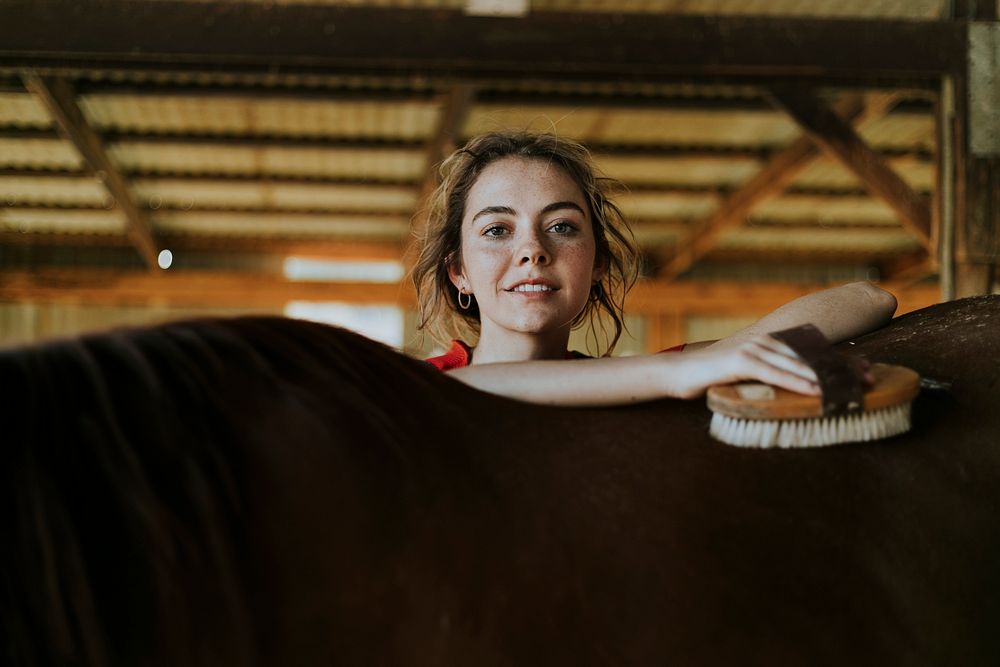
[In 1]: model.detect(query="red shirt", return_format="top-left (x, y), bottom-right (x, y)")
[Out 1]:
top-left (425, 340), bottom-right (686, 371)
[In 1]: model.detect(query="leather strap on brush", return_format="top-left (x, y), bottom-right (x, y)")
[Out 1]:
top-left (771, 324), bottom-right (864, 416)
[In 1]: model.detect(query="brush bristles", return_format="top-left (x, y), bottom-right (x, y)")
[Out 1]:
top-left (709, 402), bottom-right (910, 449)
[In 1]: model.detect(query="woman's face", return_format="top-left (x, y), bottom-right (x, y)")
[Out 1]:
top-left (449, 157), bottom-right (604, 344)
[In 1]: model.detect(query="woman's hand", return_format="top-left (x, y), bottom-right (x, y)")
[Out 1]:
top-left (660, 335), bottom-right (872, 398)
top-left (661, 335), bottom-right (820, 398)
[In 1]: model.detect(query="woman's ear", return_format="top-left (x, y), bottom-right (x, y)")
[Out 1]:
top-left (590, 256), bottom-right (608, 284)
top-left (447, 255), bottom-right (466, 290)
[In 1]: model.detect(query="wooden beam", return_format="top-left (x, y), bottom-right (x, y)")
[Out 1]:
top-left (0, 0), bottom-right (966, 85)
top-left (771, 88), bottom-right (931, 247)
top-left (0, 127), bottom-right (934, 166)
top-left (660, 95), bottom-right (891, 280)
top-left (625, 280), bottom-right (940, 315)
top-left (881, 250), bottom-right (938, 284)
top-left (415, 83), bottom-right (476, 209)
top-left (0, 270), bottom-right (415, 308)
top-left (0, 232), bottom-right (403, 262)
top-left (0, 269), bottom-right (938, 316)
top-left (24, 72), bottom-right (160, 271)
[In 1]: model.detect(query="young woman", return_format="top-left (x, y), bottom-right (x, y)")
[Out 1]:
top-left (413, 132), bottom-right (896, 405)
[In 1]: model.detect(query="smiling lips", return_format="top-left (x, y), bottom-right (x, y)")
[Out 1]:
top-left (507, 282), bottom-right (557, 294)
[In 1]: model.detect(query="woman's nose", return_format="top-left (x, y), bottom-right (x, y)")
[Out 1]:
top-left (518, 238), bottom-right (550, 265)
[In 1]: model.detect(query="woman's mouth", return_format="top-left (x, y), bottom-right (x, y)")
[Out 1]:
top-left (507, 283), bottom-right (556, 292)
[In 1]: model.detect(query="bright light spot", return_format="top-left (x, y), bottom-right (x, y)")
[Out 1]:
top-left (465, 0), bottom-right (529, 16)
top-left (285, 301), bottom-right (403, 349)
top-left (156, 250), bottom-right (174, 269)
top-left (285, 257), bottom-right (403, 283)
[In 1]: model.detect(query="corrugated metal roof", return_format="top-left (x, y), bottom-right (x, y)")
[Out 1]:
top-left (750, 195), bottom-right (899, 224)
top-left (153, 211), bottom-right (410, 240)
top-left (80, 95), bottom-right (439, 139)
top-left (109, 141), bottom-right (425, 181)
top-left (0, 176), bottom-right (110, 207)
top-left (134, 179), bottom-right (417, 215)
top-left (0, 208), bottom-right (125, 234)
top-left (719, 227), bottom-right (920, 254)
top-left (618, 192), bottom-right (719, 220)
top-left (0, 138), bottom-right (83, 171)
top-left (596, 154), bottom-right (761, 187)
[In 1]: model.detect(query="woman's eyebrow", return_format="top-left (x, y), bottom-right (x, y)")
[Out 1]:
top-left (472, 201), bottom-right (587, 222)
top-left (472, 206), bottom-right (517, 222)
top-left (542, 201), bottom-right (587, 217)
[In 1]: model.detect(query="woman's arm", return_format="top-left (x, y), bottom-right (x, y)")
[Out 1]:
top-left (448, 336), bottom-right (819, 406)
top-left (449, 283), bottom-right (896, 406)
top-left (685, 282), bottom-right (896, 350)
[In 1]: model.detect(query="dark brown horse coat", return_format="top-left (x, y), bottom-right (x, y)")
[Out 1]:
top-left (0, 297), bottom-right (1000, 666)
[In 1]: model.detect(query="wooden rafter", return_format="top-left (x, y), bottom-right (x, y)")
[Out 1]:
top-left (414, 83), bottom-right (476, 213)
top-left (772, 89), bottom-right (931, 252)
top-left (24, 72), bottom-right (160, 270)
top-left (0, 127), bottom-right (934, 162)
top-left (0, 0), bottom-right (966, 83)
top-left (882, 249), bottom-right (937, 283)
top-left (0, 269), bottom-right (938, 315)
top-left (0, 232), bottom-right (403, 262)
top-left (660, 95), bottom-right (890, 280)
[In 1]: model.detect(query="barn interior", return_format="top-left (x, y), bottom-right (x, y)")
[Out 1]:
top-left (0, 0), bottom-right (1000, 356)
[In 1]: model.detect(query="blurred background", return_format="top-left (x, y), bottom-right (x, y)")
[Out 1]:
top-left (0, 0), bottom-right (1000, 355)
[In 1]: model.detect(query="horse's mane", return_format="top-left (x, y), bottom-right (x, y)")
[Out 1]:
top-left (0, 318), bottom-right (430, 665)
top-left (7, 296), bottom-right (1000, 666)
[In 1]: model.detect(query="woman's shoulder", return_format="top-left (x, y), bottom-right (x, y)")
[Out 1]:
top-left (424, 340), bottom-right (472, 371)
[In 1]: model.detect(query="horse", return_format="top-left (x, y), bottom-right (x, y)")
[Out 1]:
top-left (0, 296), bottom-right (1000, 666)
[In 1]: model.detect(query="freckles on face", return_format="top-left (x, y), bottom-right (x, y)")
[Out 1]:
top-left (450, 157), bottom-right (600, 330)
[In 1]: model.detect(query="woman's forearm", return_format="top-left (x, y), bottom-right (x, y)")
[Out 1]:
top-left (449, 336), bottom-right (818, 406)
top-left (712, 282), bottom-right (896, 348)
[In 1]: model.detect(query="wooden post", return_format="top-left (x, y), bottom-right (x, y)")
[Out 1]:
top-left (954, 21), bottom-right (1000, 297)
top-left (646, 308), bottom-right (685, 354)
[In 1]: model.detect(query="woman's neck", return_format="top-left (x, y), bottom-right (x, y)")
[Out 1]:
top-left (471, 328), bottom-right (569, 364)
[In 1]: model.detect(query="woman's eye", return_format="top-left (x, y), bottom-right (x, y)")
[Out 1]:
top-left (483, 225), bottom-right (507, 236)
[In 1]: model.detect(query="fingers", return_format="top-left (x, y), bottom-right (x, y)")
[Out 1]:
top-left (736, 336), bottom-right (820, 396)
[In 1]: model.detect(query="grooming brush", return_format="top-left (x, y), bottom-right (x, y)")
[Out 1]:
top-left (708, 325), bottom-right (920, 448)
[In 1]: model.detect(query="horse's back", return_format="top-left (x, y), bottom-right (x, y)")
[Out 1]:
top-left (0, 298), bottom-right (1000, 665)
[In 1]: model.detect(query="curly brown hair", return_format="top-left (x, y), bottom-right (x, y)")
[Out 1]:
top-left (412, 131), bottom-right (639, 354)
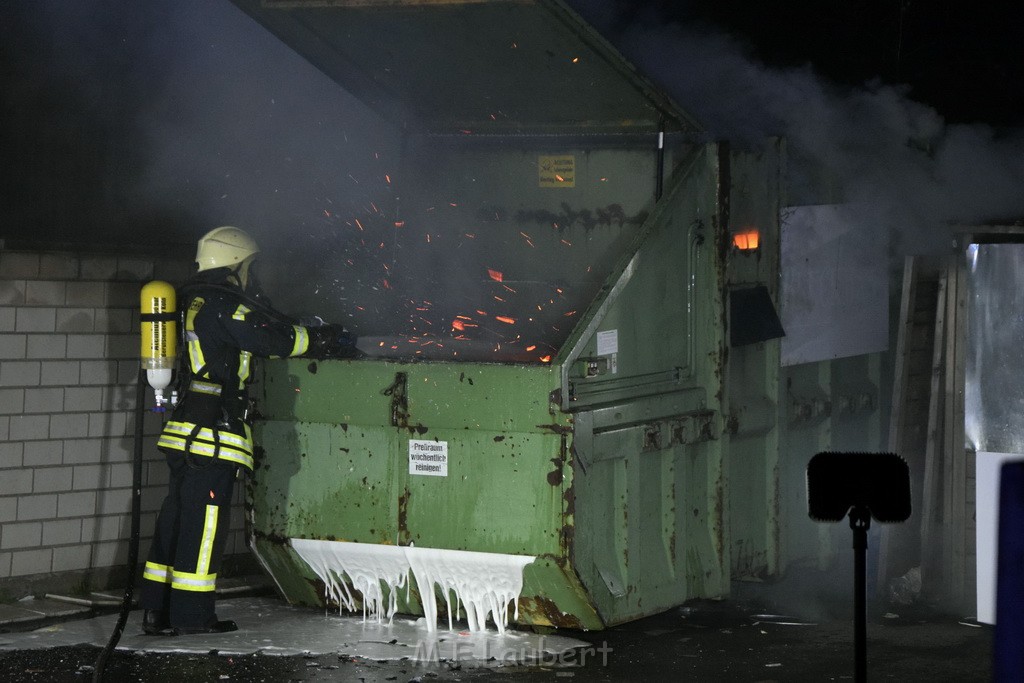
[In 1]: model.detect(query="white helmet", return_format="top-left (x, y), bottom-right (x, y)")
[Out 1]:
top-left (196, 225), bottom-right (259, 288)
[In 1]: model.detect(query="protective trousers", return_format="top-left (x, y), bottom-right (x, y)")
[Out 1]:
top-left (139, 450), bottom-right (238, 628)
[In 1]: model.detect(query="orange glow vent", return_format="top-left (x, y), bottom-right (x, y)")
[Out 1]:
top-left (732, 230), bottom-right (760, 251)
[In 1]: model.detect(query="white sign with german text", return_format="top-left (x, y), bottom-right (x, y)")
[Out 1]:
top-left (409, 438), bottom-right (447, 477)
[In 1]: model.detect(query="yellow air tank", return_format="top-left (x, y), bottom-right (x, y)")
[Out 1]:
top-left (139, 280), bottom-right (177, 412)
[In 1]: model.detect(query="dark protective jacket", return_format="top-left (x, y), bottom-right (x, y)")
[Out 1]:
top-left (157, 273), bottom-right (309, 470)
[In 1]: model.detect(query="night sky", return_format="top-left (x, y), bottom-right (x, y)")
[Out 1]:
top-left (0, 0), bottom-right (1024, 253)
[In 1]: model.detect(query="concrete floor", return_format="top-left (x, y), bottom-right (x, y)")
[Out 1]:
top-left (0, 577), bottom-right (992, 683)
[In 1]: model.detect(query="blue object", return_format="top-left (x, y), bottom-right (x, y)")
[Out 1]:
top-left (992, 462), bottom-right (1024, 683)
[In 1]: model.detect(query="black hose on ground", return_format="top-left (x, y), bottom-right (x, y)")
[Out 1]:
top-left (92, 369), bottom-right (146, 683)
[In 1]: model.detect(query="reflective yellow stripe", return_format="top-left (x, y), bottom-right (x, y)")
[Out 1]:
top-left (185, 297), bottom-right (206, 373)
top-left (239, 351), bottom-right (253, 389)
top-left (188, 380), bottom-right (222, 396)
top-left (157, 420), bottom-right (253, 469)
top-left (142, 562), bottom-right (171, 584)
top-left (185, 332), bottom-right (206, 373)
top-left (171, 571), bottom-right (217, 593)
top-left (157, 434), bottom-right (253, 469)
top-left (164, 420), bottom-right (253, 452)
top-left (289, 325), bottom-right (309, 355)
top-left (196, 505), bottom-right (220, 574)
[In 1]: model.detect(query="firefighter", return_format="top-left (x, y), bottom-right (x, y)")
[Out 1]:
top-left (140, 226), bottom-right (357, 635)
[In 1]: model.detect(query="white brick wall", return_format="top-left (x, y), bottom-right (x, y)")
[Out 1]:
top-left (0, 250), bottom-right (247, 583)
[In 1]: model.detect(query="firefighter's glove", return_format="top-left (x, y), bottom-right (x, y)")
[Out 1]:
top-left (306, 325), bottom-right (362, 360)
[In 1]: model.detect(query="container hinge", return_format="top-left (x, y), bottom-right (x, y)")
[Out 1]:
top-left (381, 373), bottom-right (409, 427)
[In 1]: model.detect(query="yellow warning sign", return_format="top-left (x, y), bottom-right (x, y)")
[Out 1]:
top-left (537, 155), bottom-right (575, 187)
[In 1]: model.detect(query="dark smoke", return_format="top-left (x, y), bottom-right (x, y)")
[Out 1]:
top-left (570, 0), bottom-right (1024, 253)
top-left (0, 0), bottom-right (392, 249)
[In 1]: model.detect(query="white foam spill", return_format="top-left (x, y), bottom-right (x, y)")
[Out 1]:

★ ★ ★ ★ ★

▸ What to do
Copy the records verbatim, starting at the beginning and ending with the line that contains "top-left (661, 335), bottom-right (820, 398)", both ends included. Leave the pictures out of your copy.

▸ Output for this task
[In 1]: model.detect(query="red shirt", return_format="top-left (x, y), bottom-right (x, y)")
[Out 1]:
top-left (425, 340), bottom-right (686, 371)
[In 1]: model.detect(query="leather strap on brush", return_format="top-left (x, y), bottom-right (x, y)")
[Out 1]:
top-left (771, 324), bottom-right (864, 416)
[In 1]: model.detect(query="brush bristles", return_format="top-left (x, y), bottom-right (x, y)")
[Out 1]:
top-left (709, 402), bottom-right (910, 449)
[In 1]: model.detect(query="woman's face", return_format="top-left (x, y), bottom-right (x, y)")
[Out 1]:
top-left (449, 157), bottom-right (604, 344)
[In 1]: model.detect(query="woman's hand", return_format="top-left (x, y), bottom-right (x, y)")
[Out 1]:
top-left (660, 335), bottom-right (872, 398)
top-left (661, 335), bottom-right (820, 398)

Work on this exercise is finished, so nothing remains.